* PROVIDED DATA
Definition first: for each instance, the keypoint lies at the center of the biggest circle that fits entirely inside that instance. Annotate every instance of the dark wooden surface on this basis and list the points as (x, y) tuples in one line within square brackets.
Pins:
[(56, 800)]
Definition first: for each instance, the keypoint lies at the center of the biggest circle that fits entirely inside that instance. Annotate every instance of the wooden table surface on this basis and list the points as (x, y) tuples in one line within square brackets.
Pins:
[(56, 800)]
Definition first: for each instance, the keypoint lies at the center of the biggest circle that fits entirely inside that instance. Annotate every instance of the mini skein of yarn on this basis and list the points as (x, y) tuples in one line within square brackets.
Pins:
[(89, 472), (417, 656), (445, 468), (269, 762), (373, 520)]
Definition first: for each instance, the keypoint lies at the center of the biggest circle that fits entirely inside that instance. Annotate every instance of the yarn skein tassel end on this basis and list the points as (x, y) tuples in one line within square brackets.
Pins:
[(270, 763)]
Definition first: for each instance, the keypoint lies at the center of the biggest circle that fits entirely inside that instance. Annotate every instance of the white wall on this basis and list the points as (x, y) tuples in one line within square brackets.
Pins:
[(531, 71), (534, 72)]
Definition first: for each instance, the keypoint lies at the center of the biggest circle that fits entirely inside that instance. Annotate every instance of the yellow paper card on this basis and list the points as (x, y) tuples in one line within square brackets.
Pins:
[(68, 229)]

--

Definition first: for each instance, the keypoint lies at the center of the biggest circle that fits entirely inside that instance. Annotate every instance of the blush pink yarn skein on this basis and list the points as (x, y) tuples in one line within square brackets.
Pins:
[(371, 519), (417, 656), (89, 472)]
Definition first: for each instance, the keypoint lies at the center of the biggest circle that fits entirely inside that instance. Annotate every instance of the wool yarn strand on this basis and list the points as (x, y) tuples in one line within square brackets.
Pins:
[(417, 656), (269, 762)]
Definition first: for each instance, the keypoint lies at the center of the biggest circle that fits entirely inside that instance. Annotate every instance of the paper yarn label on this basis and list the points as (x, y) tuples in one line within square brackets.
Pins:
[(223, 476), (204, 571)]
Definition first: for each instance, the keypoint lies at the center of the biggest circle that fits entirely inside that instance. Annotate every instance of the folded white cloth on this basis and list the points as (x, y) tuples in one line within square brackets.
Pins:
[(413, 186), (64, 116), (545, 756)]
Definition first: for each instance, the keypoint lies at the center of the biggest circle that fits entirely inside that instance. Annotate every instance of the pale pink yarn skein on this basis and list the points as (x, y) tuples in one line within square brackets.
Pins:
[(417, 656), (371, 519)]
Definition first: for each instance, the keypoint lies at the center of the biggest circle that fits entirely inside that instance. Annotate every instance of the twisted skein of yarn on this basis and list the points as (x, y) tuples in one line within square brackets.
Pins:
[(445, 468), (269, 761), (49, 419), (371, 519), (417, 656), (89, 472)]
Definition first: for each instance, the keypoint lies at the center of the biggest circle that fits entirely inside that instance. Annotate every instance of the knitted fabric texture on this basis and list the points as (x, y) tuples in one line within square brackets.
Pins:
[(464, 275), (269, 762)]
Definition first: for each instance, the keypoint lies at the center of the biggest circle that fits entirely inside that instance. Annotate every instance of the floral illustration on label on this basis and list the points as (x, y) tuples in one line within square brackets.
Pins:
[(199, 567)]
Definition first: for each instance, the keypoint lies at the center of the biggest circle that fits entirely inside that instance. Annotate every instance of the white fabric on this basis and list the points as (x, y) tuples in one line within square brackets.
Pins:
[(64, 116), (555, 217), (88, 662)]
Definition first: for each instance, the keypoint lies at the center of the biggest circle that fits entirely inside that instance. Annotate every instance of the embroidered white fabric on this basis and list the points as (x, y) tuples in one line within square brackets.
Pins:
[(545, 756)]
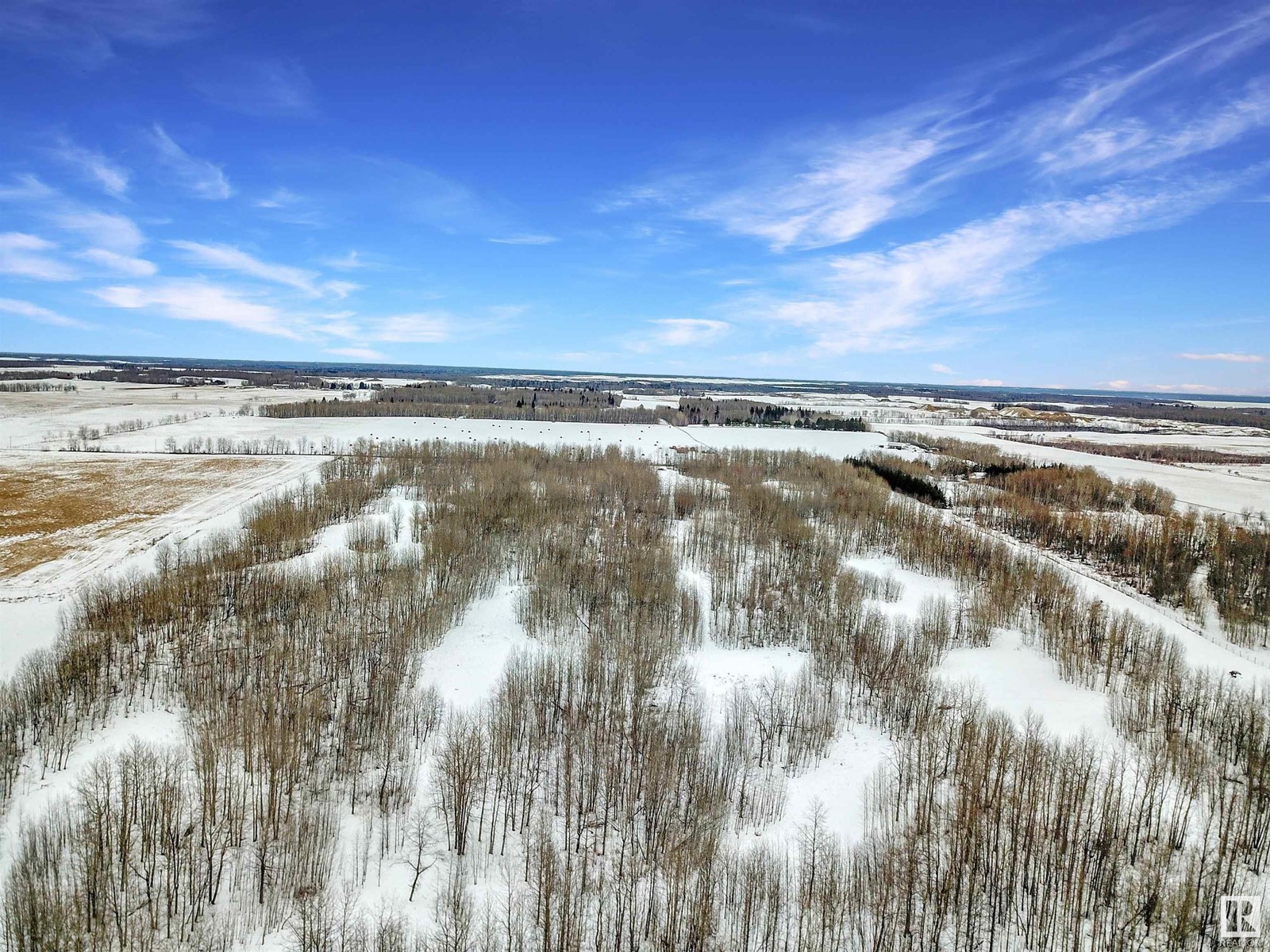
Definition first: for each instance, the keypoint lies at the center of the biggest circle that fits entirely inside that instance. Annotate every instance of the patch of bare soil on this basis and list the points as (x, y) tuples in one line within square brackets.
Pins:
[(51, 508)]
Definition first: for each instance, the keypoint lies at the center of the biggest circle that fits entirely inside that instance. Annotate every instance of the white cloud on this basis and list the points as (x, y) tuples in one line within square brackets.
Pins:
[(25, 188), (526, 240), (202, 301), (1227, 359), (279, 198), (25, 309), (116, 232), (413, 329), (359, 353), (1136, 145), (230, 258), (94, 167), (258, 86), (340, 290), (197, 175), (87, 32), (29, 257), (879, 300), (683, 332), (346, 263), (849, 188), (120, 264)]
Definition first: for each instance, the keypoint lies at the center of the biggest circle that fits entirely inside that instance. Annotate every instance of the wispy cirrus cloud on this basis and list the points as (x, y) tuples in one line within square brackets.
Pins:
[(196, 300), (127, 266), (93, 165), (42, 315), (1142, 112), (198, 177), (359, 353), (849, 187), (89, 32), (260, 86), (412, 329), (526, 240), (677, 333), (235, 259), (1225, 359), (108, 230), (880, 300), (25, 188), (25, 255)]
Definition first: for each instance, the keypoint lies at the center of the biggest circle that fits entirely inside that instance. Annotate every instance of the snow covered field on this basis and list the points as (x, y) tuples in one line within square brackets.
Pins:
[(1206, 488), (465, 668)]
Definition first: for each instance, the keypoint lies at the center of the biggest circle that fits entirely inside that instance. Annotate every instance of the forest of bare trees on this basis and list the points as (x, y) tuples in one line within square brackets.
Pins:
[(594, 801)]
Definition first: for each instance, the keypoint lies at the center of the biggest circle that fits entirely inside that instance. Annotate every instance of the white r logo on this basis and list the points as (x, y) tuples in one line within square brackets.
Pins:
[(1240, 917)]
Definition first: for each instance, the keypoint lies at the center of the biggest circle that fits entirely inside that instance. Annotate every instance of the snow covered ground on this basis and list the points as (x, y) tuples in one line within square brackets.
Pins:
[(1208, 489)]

* OBJECTIVE
Give the listing from the line with "the white cloud" to the line with "188), (120, 264)]" as a two-column CSV with the header task_text,answer. Use one row for each text and its answer, put each field in double quotes, and turn every line break into a space.

* EXERCISE ANSWER
task_text,answer
"Definition first: for each instance, the keypoint lies at the center of the biggest circle that fits entirely inside that instance. Annotate every instance of the white cloud on this basis and list the points as (x, y) tuples in one line within square brackets. Pins:","[(25, 188), (526, 240), (202, 301), (1227, 359), (279, 198), (25, 309), (116, 232), (413, 329), (359, 353), (1136, 145), (230, 258), (94, 167), (258, 86), (340, 290), (197, 175), (87, 32), (29, 257), (879, 300), (683, 332), (346, 263), (849, 188), (120, 264)]"